▶ [Page]
┏━━

I wrote a test harness for a poker server that understands the
different binary packets and can send and receive them. The harness
launches each "script" in a separate unbound thread that connects to
the server via TCP and does its work.
The main goals of the project were: easy scripting, very high number
of connections from the harness (a few thousand) and running on
Windows. I develop on Mac OSX but have a Windows machine for testing
and to run the poker server.
Another key goal was to support the server encryption. SSL encryption
is done in a wierd way that requires attaching read/write OpenSSL
BIOs to the SSL descriptor so that SSL encrypts to/from memory.
Encrypted chunks are then taken from the BIOs and sent as payload in
servver packets.
Overall, I probably spent about 4 weeks writing the server and about
2 more weeks grappling with the various issues. The issues centered
around 1) the program trashing memory like no tomorrow, 2)
intermittent crashes on Windows and 3) not being able to launch a
high number of connections on Windows before crashing.
I significantly improved trashing of memory by switching to plain
Haskell structures from nested lists of wxHaskell-style properties
(attr := value). Intermittent crashes were harder to troubleshoot,
specially given that things were running smoothly on Mac OSX.
Stack traces pointed into libcrypto (part of OpenSSL) and thus to the
BIOs that I was allocating. I guesses that OpenSSL was maxing out
some resources and closed the leak by explicitly freeing the SSL
descriptor which freed the associated BIO structures. Then things got
wierder as my program started crashing in a different place entirely
with stack traces like this:
Program received signal EXC_BAD_ACCESS, Could not access memory.
Reason: KERN_INVALID_ADDRESS at address: 0x3139322e
0x0027c174 in s8j1_info ()
(gdb) where
#0 0x0027c174 in s8j1_info ()
#1 0x0021c9f4 in StgRunIsImplementedInAssembler () at StgCRun.c:576
#2 0x0021cdc4 in schedule (mainThread=0x1100360,
initialCapability=0x308548) at Schedule.c:932
#3 0x0021dd6c in waitThread_ (m=0x1100360, initialCapability=0x0) at
Schedule.c:2156
#4 0x0021dc50 in scheduleWaitThread (tso=0x13c0000, ret=0x0,
initialCapability=0x0) at Schedule.c:2050
#5 0x00219548 in rts_evalLazyIO (p=0x29b47c, ret=0x0) at RtsAPI.c:459
#6 0x001e4768 in main (argc=2262116, argv=0x308548) at Main.c:104
I took waitThread_ as a clue and started digging deeper.
Whenever I connect to the server or send a command I wait for X
seconds and if not connected or desired command is not received I
throw an exception which fails the script. I implemented the timeout
combinator a couple of different ways, including that in the
Asynchronous Exceptions paper but it did not help. I think the issue
has to do with killing threads that are using FFI. Although I'm
killing threads that call the Haskell connectTo, hGetBuf, etc. I
think it's still FFI.

┗━━

▶ [Dataset content]
┏━━

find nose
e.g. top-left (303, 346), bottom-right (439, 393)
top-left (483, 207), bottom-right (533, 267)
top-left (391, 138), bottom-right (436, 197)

┗━━

▶ [Problems to solve]
**1.** In the post about the poker server test harness:
(a) On which operating system does the author develop?
(b) About how many more weeks did the author spend grappling with issues after writing the server?
(c) What did the author switch to in order to significantly improve the trashing of memory?
**2.** Could you write out the part of the post about the poker server test harness starting at "I wrote a test" and ending at "the poker server."?
The data has no connection to the post about the poker server test harness.

▶ [Replies]
**1.**
(a) Mac OSX
(b) About 2 more weeks
(c) Plain Haskell structures, in place of nested lists of wxHaskell-style properties

**2.**
I wrote a test harness for a poker server that understands the
different binary packets and can send and receive them. The harness
launches each "script" in a separate unbound thread that connects to
the server via TCP and does its work.
The main goals of the project were: easy scripting, very high number
of connections from the harness (a few thousand) and running on
Windows. I develop on Mac OSX but have a Windows machine for testing
and to run the poker server.